Lines excerpted from a collection
----
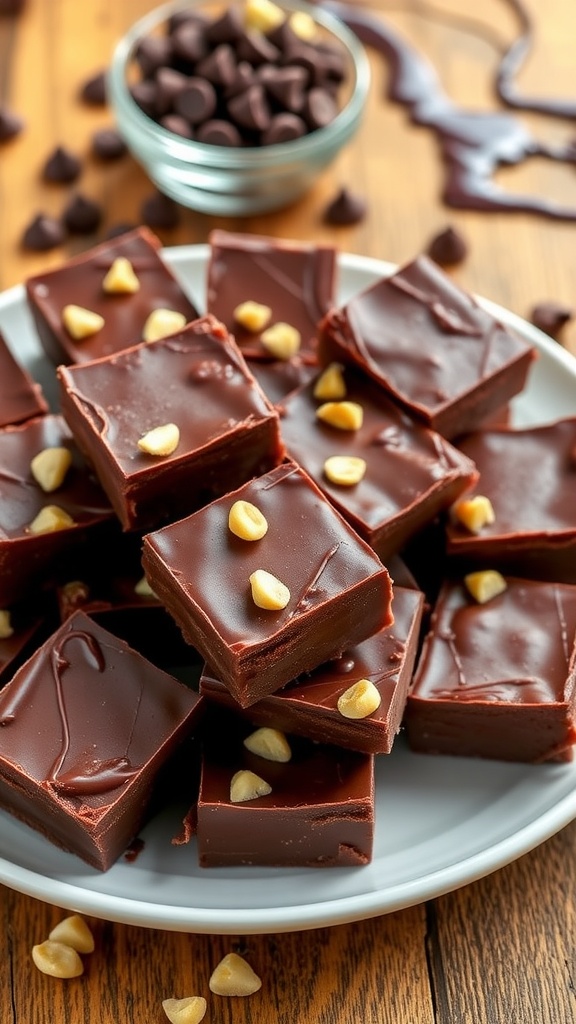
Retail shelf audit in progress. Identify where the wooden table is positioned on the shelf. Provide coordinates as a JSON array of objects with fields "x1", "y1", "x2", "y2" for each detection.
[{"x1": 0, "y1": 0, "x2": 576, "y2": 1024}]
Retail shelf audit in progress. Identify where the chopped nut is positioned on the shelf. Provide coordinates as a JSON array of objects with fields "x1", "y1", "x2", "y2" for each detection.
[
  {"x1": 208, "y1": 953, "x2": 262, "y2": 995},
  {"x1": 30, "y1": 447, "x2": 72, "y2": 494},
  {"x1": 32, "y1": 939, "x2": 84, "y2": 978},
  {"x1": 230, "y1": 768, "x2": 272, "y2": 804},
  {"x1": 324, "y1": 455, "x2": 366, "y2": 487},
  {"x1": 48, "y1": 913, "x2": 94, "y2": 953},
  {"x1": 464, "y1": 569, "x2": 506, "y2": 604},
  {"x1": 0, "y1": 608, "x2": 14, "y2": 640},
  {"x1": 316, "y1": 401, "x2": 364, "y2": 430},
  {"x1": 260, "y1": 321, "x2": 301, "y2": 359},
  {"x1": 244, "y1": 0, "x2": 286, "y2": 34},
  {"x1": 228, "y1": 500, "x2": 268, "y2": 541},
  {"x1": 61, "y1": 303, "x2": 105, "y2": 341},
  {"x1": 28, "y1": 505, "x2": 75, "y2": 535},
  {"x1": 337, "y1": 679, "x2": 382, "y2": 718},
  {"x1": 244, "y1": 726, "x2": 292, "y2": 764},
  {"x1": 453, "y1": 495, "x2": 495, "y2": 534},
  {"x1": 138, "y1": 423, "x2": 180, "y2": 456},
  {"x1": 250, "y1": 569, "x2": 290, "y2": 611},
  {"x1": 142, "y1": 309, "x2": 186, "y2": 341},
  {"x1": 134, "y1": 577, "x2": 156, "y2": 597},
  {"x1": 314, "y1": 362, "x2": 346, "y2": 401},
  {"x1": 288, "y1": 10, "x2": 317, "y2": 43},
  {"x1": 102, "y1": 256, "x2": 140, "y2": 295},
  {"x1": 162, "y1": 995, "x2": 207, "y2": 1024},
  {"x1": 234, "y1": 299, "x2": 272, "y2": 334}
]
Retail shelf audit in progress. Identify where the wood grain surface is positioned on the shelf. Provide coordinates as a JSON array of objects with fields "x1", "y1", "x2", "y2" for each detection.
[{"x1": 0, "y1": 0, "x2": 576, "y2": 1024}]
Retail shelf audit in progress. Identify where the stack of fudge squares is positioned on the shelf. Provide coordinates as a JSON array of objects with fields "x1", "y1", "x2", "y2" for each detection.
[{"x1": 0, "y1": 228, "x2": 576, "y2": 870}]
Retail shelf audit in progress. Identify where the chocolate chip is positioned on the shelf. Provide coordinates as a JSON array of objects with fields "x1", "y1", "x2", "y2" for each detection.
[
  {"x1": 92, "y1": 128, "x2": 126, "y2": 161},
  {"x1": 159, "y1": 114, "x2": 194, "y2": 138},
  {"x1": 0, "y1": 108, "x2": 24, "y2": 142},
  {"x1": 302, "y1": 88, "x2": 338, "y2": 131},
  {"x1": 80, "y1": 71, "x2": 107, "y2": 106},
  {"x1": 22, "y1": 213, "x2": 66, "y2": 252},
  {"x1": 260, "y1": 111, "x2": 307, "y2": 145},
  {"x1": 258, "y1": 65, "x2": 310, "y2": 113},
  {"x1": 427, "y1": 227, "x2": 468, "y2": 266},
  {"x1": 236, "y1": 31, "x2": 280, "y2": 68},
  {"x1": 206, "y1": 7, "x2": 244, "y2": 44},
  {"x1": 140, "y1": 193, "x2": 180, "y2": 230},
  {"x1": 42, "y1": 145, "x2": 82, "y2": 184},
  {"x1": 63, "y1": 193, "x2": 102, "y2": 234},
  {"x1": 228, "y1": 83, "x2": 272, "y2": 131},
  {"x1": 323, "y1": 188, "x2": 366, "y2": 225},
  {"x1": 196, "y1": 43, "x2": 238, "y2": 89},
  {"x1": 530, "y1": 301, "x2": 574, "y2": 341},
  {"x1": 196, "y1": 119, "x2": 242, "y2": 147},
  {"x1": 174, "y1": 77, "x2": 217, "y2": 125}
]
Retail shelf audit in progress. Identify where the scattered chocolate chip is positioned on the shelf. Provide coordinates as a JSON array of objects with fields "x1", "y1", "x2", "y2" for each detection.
----
_WHAT THE EXERCISE ASKS_
Pick out every line above that contains the word "chip". Copy each of those lines in full.

_EXERCISE RESULT_
Retail shelf audit in progress. Identify where the chocolate chip is positioned on the shelf. Provide coordinates as a JSON array of objects with fields "x1", "y1", "x2", "y2" for each detection.
Retail shelf audit in progress. Identify where the scattered chocolate chip is positioned on the shelf. Provide coordinates as a JSON array of objects with fields "x1", "y1", "x2", "y2" for each detection.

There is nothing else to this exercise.